▶ [Prompt]: Lay out the records below as a two-column CSV headed record_text and record_answer, one row per record. Put each record's text and its answer in double-quoted fields, and replace line breaks with spaces.

--- Stored data ---

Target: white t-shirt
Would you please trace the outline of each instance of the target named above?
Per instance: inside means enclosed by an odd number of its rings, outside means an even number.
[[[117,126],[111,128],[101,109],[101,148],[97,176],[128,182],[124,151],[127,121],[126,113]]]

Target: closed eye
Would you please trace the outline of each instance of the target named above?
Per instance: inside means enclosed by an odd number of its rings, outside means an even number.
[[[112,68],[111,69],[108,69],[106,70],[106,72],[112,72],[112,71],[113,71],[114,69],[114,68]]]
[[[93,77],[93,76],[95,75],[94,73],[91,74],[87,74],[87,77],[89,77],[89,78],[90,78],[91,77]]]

---

▶ [Exercise output]:
record_text,record_answer
"Target: white t-shirt Would you please trace the outline of each instance of the target named above? Per instance: inside means enclosed by an odd number of its rings, outside means an even number.","[[[117,126],[111,128],[101,109],[101,148],[97,176],[128,182],[124,151],[127,121],[126,113]]]"
"Target: closed eye Would you please trace the outline of each instance of the target named above? Per instance: inside means enclosed by an odd number of its rings, outside means an even number.","[[[112,68],[111,69],[108,69],[106,70],[106,72],[112,72],[112,71],[113,71],[114,69],[114,68]]] [[[93,77],[93,76],[95,75],[94,73],[91,74],[87,74],[87,77],[89,77],[89,78],[90,78],[91,77]]]"